● Exercise
Quote the material below verbatim, from the line containing "For the benchmark, mark every instance of the flower" through the last line of the material, both ends included.

● Data records
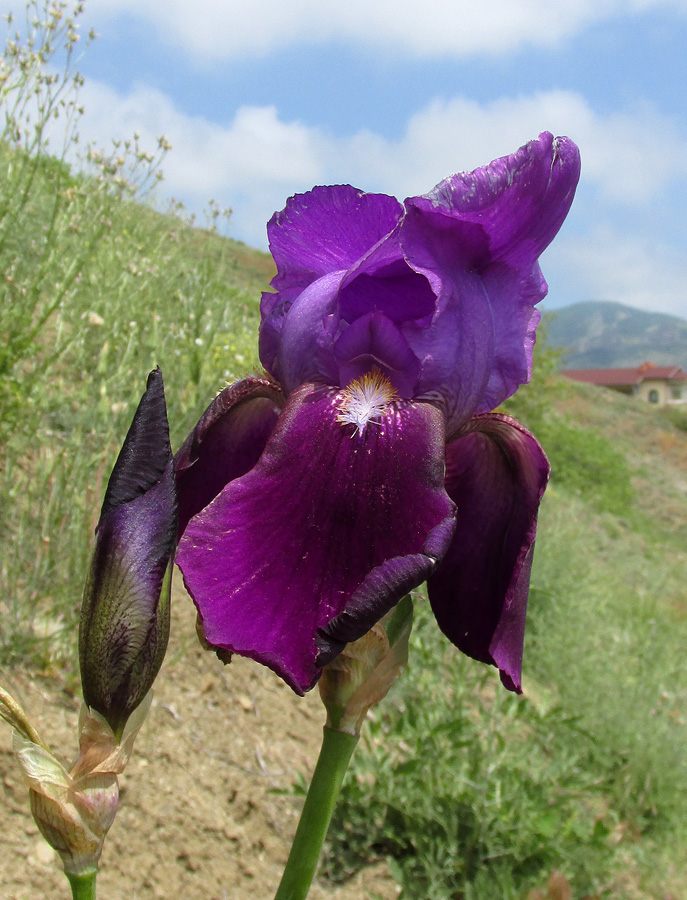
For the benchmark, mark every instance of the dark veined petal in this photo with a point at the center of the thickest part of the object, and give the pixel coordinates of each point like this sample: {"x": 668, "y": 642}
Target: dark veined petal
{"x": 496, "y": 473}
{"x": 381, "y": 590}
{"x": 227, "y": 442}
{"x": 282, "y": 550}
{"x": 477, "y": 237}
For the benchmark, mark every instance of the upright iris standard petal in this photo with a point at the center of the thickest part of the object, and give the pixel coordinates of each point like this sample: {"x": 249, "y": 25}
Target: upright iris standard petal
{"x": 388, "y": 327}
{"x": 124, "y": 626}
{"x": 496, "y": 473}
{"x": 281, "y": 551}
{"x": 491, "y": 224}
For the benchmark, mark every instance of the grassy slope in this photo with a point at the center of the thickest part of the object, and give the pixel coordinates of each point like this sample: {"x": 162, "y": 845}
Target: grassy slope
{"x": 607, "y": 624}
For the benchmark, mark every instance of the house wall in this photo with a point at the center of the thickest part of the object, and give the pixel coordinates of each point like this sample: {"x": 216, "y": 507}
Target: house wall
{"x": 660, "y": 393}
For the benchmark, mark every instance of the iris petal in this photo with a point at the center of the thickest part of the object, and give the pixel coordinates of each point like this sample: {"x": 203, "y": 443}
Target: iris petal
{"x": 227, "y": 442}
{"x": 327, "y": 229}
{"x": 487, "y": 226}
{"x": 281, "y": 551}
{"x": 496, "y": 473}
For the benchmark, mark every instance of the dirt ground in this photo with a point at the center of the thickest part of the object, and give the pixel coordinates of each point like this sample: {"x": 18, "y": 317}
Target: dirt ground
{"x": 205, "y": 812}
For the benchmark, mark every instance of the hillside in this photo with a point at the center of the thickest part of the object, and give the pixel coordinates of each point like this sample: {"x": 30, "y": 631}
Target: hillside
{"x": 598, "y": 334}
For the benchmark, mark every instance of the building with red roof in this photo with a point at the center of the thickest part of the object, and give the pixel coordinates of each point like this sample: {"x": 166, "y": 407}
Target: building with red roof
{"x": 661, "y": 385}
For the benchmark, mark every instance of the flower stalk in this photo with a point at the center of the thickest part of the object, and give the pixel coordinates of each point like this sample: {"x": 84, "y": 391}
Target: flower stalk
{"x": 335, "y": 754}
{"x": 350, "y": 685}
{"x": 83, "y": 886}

● Solution
For the benchmark, mark every instance of the flower stalk in this photo with a point at the center of the thickest part of the object, and give the pixel coordinates of each point like this sample: {"x": 84, "y": 391}
Target: flower stalk
{"x": 335, "y": 754}
{"x": 350, "y": 685}
{"x": 83, "y": 886}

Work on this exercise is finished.